**YOUR TASK**
Rewrite the lines below, replacing every "Objective" with "Goal" and leaving everything else as it is.

**DATA TO PROCESS**
■ ■ ■ ■

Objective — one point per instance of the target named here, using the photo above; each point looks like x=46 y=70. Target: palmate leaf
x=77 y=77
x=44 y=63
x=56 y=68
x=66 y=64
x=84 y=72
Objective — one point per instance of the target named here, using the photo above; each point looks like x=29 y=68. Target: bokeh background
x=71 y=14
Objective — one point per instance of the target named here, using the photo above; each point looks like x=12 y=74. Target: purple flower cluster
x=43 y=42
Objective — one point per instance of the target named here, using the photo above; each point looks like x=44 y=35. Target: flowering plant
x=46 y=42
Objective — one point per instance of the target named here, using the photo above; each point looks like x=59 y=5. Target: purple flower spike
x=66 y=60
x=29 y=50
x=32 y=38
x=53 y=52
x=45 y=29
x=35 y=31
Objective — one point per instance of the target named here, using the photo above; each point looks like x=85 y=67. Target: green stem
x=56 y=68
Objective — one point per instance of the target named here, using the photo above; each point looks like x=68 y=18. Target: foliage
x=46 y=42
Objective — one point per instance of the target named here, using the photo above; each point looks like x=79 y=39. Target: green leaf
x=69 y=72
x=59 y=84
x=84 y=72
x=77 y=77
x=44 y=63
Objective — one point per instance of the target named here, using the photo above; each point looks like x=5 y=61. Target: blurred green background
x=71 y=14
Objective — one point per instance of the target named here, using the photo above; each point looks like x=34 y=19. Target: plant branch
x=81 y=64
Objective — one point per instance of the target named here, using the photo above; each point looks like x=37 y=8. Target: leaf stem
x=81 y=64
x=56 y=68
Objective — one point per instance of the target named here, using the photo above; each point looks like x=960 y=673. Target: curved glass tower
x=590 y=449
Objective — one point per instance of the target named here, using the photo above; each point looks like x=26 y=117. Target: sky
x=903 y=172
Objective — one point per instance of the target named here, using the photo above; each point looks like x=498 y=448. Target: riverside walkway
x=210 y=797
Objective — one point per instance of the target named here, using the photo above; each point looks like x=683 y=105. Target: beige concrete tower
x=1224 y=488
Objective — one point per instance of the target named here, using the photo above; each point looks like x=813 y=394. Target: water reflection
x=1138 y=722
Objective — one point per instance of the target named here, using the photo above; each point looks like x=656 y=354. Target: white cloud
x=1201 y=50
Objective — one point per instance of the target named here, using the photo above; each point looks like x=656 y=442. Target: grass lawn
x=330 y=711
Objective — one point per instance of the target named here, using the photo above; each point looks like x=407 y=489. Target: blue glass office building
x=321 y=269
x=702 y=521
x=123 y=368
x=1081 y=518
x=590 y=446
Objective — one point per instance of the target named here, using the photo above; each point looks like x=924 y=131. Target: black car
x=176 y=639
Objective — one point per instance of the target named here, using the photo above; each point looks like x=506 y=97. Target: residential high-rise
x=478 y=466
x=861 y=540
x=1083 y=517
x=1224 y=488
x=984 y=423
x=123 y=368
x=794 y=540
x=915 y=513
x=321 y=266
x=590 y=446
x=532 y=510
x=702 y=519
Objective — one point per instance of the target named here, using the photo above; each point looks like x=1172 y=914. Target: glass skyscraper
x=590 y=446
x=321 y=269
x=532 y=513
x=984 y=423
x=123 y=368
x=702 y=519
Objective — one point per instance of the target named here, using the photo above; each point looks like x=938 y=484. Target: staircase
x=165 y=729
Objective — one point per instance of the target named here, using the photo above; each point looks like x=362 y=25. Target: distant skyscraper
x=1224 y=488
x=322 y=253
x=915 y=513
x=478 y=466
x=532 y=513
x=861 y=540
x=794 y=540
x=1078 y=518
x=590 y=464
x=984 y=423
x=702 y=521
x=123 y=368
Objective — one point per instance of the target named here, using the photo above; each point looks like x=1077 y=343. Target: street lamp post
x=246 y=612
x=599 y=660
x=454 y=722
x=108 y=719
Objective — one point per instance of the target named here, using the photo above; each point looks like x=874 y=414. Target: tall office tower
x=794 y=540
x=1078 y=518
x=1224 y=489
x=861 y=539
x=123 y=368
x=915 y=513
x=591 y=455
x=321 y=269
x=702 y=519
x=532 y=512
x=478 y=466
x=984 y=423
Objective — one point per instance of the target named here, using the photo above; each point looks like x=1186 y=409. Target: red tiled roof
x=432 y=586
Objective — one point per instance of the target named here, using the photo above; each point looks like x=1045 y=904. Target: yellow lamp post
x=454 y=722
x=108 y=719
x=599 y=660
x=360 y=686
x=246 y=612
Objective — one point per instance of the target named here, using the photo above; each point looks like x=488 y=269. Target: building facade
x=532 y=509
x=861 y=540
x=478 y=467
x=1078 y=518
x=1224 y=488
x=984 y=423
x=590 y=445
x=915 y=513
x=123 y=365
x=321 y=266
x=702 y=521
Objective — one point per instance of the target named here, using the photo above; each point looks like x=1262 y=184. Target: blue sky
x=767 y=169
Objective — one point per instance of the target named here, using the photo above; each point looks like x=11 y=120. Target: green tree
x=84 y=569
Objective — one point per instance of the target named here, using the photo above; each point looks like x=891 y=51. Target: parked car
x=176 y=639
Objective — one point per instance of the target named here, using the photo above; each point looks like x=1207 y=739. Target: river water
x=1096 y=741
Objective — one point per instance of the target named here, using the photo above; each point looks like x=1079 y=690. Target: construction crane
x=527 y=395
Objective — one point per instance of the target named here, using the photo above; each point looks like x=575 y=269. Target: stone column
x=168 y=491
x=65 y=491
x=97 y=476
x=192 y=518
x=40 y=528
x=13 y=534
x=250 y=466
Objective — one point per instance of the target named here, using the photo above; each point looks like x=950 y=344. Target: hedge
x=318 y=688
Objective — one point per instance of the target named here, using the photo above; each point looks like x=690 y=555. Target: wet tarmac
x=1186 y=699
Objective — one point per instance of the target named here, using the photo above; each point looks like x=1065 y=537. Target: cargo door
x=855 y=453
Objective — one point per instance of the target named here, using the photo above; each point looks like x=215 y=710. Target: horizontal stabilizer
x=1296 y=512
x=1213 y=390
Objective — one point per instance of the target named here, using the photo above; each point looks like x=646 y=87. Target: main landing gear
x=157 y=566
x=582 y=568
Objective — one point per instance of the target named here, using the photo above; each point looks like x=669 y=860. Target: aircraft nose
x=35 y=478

■ ■ ■ ■

**SOLUTION TO THIS TASK**
Goal — one point per instance of the target named here, using the photo above; each point looks like x=46 y=70. Target: palmate leaf
x=77 y=77
x=44 y=63
x=56 y=68
x=66 y=64
x=84 y=72
Goal — one point per instance of the target named here, using the photo above; each point looks like x=29 y=68. Target: bokeh background
x=71 y=14
Goal — one point per instance of the target named here, using the photo above; each point looks like x=12 y=74. Target: purple flower cluster
x=43 y=42
Goal — one point per instance of the target named here, using the photo above; each point looks like x=44 y=35. Target: flowering plant
x=46 y=42
Goal — one point per instance of the target named here, using the photo above; each point looks like x=59 y=5. Target: purple flower spike
x=66 y=60
x=29 y=50
x=32 y=38
x=53 y=52
x=45 y=29
x=35 y=31
Goal — one point per instance of the target named here, using the photo above; each point looks like x=85 y=67. Target: green stem
x=56 y=68
Goal — one point per instance of the target named here, using the photo above; each point looks like x=68 y=18. Target: foliage
x=46 y=42
Goal — one point per instance of the target named here, using the photo above; each point looks like x=79 y=39. Target: green leaf
x=69 y=72
x=59 y=84
x=84 y=72
x=77 y=77
x=44 y=63
Goal — one point per instance of the target named here, using the photo above; each point looks like x=5 y=61. Target: blurred green background
x=71 y=14
Goal — one point per instance of the target named here, using the photo above; each point looks like x=34 y=19. Target: plant branch
x=81 y=64
Goal — one point per instance of the target named here, using the photo above; each point looks like x=37 y=8. Target: leaf stem
x=81 y=64
x=56 y=68
Goal — one point per instance of the target named here, using the photo above; each point looks like x=960 y=673. Target: curved glass tower
x=590 y=449
Goal — one point per instance of the target named here, using the photo above; each point looks like x=26 y=117. Target: sky
x=903 y=172
Goal — one point per instance of the target named here, using the photo above; each point looks like x=498 y=448. Target: riverside walkway
x=210 y=797
Goal — one point per instance of the target named here, using the photo above; each point looks like x=683 y=105. Target: beige concrete tower
x=1224 y=488
Goal — one point per instance of the target named here, using the photo above; each point looks like x=813 y=394. Target: water reflection
x=1138 y=722
Goal — one point per instance of the target named here, using the photo above; each point looks like x=656 y=354. Target: white cloud
x=1201 y=50
Goal — one point per instance of the target named here, using the photo above; each point looks like x=656 y=442. Target: grass lawn
x=330 y=711
Goal — one point per instance of the target named here, using the photo above; each point looks like x=407 y=489. Target: blue glass office building
x=321 y=269
x=702 y=521
x=123 y=368
x=1081 y=518
x=590 y=446
Goal — one point per instance of the target named here, using the photo above; each point looks like x=924 y=131. Target: black car
x=176 y=639
Goal — one point per instance of the target named here, using the photo above; each point looks like x=506 y=97. Target: residential high-rise
x=478 y=466
x=861 y=540
x=1083 y=517
x=1224 y=488
x=984 y=423
x=123 y=368
x=794 y=540
x=915 y=513
x=321 y=266
x=590 y=446
x=532 y=510
x=702 y=519
Goal — one point per instance of the target named here, using the photo above; each point looks like x=1172 y=914. Target: glass skyscraper
x=590 y=446
x=321 y=269
x=532 y=513
x=984 y=423
x=123 y=368
x=702 y=519
Goal — one point per instance of the target named here, using the photo above; each point looks like x=938 y=484. Target: staircase
x=165 y=729
Goal — one point per instance of the target named here, using the photo above; each point looks like x=362 y=25. Target: distant skyscraper
x=1224 y=488
x=322 y=253
x=915 y=513
x=478 y=466
x=532 y=513
x=861 y=540
x=794 y=540
x=1078 y=518
x=590 y=464
x=984 y=423
x=702 y=521
x=123 y=368
Goal — one point per instance of the target named here, using the photo above; each point looks like x=1077 y=343. Target: street lamp post
x=246 y=612
x=599 y=660
x=454 y=722
x=108 y=719
Goal — one point per instance of the target named here, using the photo above; each point looks like x=874 y=414. Target: tall office tower
x=794 y=540
x=1078 y=518
x=1224 y=489
x=861 y=539
x=123 y=368
x=915 y=513
x=591 y=455
x=321 y=269
x=702 y=519
x=532 y=512
x=478 y=466
x=984 y=423
Goal — one point per instance of the target named here, using the photo above; each point looks like x=1186 y=409. Target: red tiled roof
x=432 y=586
Goal — one point per instance of the target named here, using the photo above; each point looks like x=1045 y=904. Target: yellow lamp post
x=454 y=722
x=108 y=719
x=599 y=660
x=360 y=686
x=246 y=612
Goal — one point per instance of the target named here, using the photo above; each point looks like x=488 y=269. Target: building facade
x=532 y=509
x=861 y=540
x=478 y=467
x=1078 y=518
x=1224 y=488
x=984 y=423
x=590 y=445
x=915 y=513
x=123 y=365
x=321 y=266
x=702 y=521
Goal — one point per instance of the target named here, using the photo above; each point looks like x=1262 y=184. Target: blue sky
x=767 y=169
Goal — one point per instance of the target named here, using the photo above; each point looks like x=11 y=120. Target: green tree
x=84 y=569
Goal — one point per instance of the target named here, using the photo above; each point looks like x=891 y=51. Target: parked car
x=176 y=639
Goal — one point per instance of the target named here, using the photo above; each point looks like x=1207 y=739. Target: river water
x=1096 y=741
Goal — one point per instance of the target named here, using the photo above; each point looks like x=1079 y=690. Target: construction crane
x=527 y=395
Goal — one point per instance of the target named here, using the photo above; each point looks like x=575 y=269. Target: stone column
x=168 y=491
x=65 y=491
x=97 y=476
x=192 y=518
x=40 y=528
x=13 y=534
x=250 y=466
Goal — one point per instance of the target named here, using the photo above; each point looks like x=950 y=344. Target: hedge
x=318 y=688
Goal — one point per instance of the target named here, using the photo above; each point looks like x=690 y=555. Target: wet tarmac
x=1186 y=699
Goal — one point per instance of the target named here, using the photo above; each point looks like x=1065 y=537. Target: cargo door
x=855 y=453
Goal — one point per instance of the target named here, using the photo above; each point looks like x=215 y=710. Target: horizontal stabilizer
x=1296 y=512
x=1213 y=390
Goal — one point per instance of the target named here, using the photo above; each point looks like x=646 y=87. Target: main landing gear
x=157 y=566
x=582 y=568
Goal — one point per instance of the target named here, using the photo above; each point looks like x=669 y=860. Target: aircraft nose
x=35 y=478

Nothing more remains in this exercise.